== ABOUT THIS EXERCISE ==
Every record below is to be retyped exactly, with any pictures left out.

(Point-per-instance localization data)
·····

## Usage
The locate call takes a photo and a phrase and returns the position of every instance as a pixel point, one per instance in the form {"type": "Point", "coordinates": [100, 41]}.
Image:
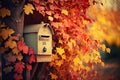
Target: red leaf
{"type": "Point", "coordinates": [31, 51]}
{"type": "Point", "coordinates": [32, 59]}
{"type": "Point", "coordinates": [18, 76]}
{"type": "Point", "coordinates": [22, 47]}
{"type": "Point", "coordinates": [19, 67]}
{"type": "Point", "coordinates": [29, 67]}
{"type": "Point", "coordinates": [25, 49]}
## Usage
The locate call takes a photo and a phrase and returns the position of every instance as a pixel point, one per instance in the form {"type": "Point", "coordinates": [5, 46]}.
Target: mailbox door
{"type": "Point", "coordinates": [44, 41]}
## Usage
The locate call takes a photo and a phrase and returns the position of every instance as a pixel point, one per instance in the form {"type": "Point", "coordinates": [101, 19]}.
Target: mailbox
{"type": "Point", "coordinates": [39, 37]}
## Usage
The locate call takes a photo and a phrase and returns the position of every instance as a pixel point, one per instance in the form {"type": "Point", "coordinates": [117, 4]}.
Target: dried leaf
{"type": "Point", "coordinates": [8, 69]}
{"type": "Point", "coordinates": [4, 12]}
{"type": "Point", "coordinates": [28, 9]}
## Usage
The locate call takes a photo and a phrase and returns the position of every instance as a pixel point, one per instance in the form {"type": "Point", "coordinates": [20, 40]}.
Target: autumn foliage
{"type": "Point", "coordinates": [75, 51]}
{"type": "Point", "coordinates": [76, 46]}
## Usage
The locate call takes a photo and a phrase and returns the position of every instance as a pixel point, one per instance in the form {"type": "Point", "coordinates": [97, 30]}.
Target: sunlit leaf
{"type": "Point", "coordinates": [19, 57]}
{"type": "Point", "coordinates": [60, 51]}
{"type": "Point", "coordinates": [8, 69]}
{"type": "Point", "coordinates": [10, 44]}
{"type": "Point", "coordinates": [108, 50]}
{"type": "Point", "coordinates": [53, 76]}
{"type": "Point", "coordinates": [19, 67]}
{"type": "Point", "coordinates": [2, 50]}
{"type": "Point", "coordinates": [4, 12]}
{"type": "Point", "coordinates": [18, 76]}
{"type": "Point", "coordinates": [64, 12]}
{"type": "Point", "coordinates": [5, 33]}
{"type": "Point", "coordinates": [29, 67]}
{"type": "Point", "coordinates": [28, 9]}
{"type": "Point", "coordinates": [50, 18]}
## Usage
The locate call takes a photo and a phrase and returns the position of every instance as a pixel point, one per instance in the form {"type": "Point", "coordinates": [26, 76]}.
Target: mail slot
{"type": "Point", "coordinates": [39, 37]}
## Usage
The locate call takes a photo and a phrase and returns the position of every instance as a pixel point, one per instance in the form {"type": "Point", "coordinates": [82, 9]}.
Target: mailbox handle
{"type": "Point", "coordinates": [45, 36]}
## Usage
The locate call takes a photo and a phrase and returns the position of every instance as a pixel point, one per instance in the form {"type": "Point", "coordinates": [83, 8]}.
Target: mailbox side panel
{"type": "Point", "coordinates": [31, 41]}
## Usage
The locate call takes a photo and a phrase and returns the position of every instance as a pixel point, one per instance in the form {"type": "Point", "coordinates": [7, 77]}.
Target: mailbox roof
{"type": "Point", "coordinates": [36, 28]}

·····

== RESPONSE AREA ==
## Usage
The locate call takes a photo and a phrase and returns the position of every instance as a pixel point, one per instance in the form {"type": "Point", "coordinates": [100, 41]}.
Image:
Target: red leaf
{"type": "Point", "coordinates": [31, 51]}
{"type": "Point", "coordinates": [32, 59]}
{"type": "Point", "coordinates": [18, 76]}
{"type": "Point", "coordinates": [22, 47]}
{"type": "Point", "coordinates": [19, 67]}
{"type": "Point", "coordinates": [29, 67]}
{"type": "Point", "coordinates": [25, 49]}
## Usage
The locate call takes a photo and a phrase and returns the position of every instance as a pixel point, one per instance in the form {"type": "Point", "coordinates": [5, 46]}.
Target: mailbox door
{"type": "Point", "coordinates": [44, 41]}
## Usage
The locate call takes a photo and a phrase and returns the position of every instance as a pixel point, one per instance in the form {"type": "Point", "coordinates": [101, 19]}.
Target: mailbox
{"type": "Point", "coordinates": [39, 37]}
## Usage
The locate call takes a photo and a phrase and returns the position of every instance as a pixel point, one per instance in the form {"type": "Point", "coordinates": [117, 4]}.
Target: dried leaf
{"type": "Point", "coordinates": [8, 69]}
{"type": "Point", "coordinates": [4, 12]}
{"type": "Point", "coordinates": [28, 9]}
## Usage
The locate call takes a photo and a phrase and returns the position of every instance as a pixel point, one per instance in the form {"type": "Point", "coordinates": [20, 40]}.
Target: autumn foliage
{"type": "Point", "coordinates": [75, 51]}
{"type": "Point", "coordinates": [76, 46]}
## Usage
The locate call takes a photo and a phrase and returns the position of every instance as a pixel point, one per instance in the form {"type": "Point", "coordinates": [97, 30]}.
Target: sunlit leaf
{"type": "Point", "coordinates": [19, 57]}
{"type": "Point", "coordinates": [60, 51]}
{"type": "Point", "coordinates": [8, 69]}
{"type": "Point", "coordinates": [10, 44]}
{"type": "Point", "coordinates": [108, 50]}
{"type": "Point", "coordinates": [53, 76]}
{"type": "Point", "coordinates": [19, 67]}
{"type": "Point", "coordinates": [2, 50]}
{"type": "Point", "coordinates": [4, 12]}
{"type": "Point", "coordinates": [18, 76]}
{"type": "Point", "coordinates": [64, 12]}
{"type": "Point", "coordinates": [5, 33]}
{"type": "Point", "coordinates": [29, 67]}
{"type": "Point", "coordinates": [28, 9]}
{"type": "Point", "coordinates": [50, 18]}
## Usage
The locate call takes a photo and a phrase and returns the position of every instance as a pixel point, one per instance in the form {"type": "Point", "coordinates": [26, 76]}.
Target: mail slot
{"type": "Point", "coordinates": [39, 37]}
## Usage
The locate call takes a photo and a phrase and returns the position of every instance as a pixel point, one per instance in the form {"type": "Point", "coordinates": [82, 9]}.
Target: mailbox handle
{"type": "Point", "coordinates": [45, 36]}
## Usage
The locate call takes a photo and a phrase and returns the position of every instance as a pixel point, one per instance in the form {"type": "Point", "coordinates": [83, 8]}.
Target: mailbox side panel
{"type": "Point", "coordinates": [31, 41]}
## Usage
The locate call takes a photo and a phrase and returns the position of every instance as a pixel point, one per instance in the form {"type": "Point", "coordinates": [7, 77]}.
Target: mailbox roof
{"type": "Point", "coordinates": [36, 28]}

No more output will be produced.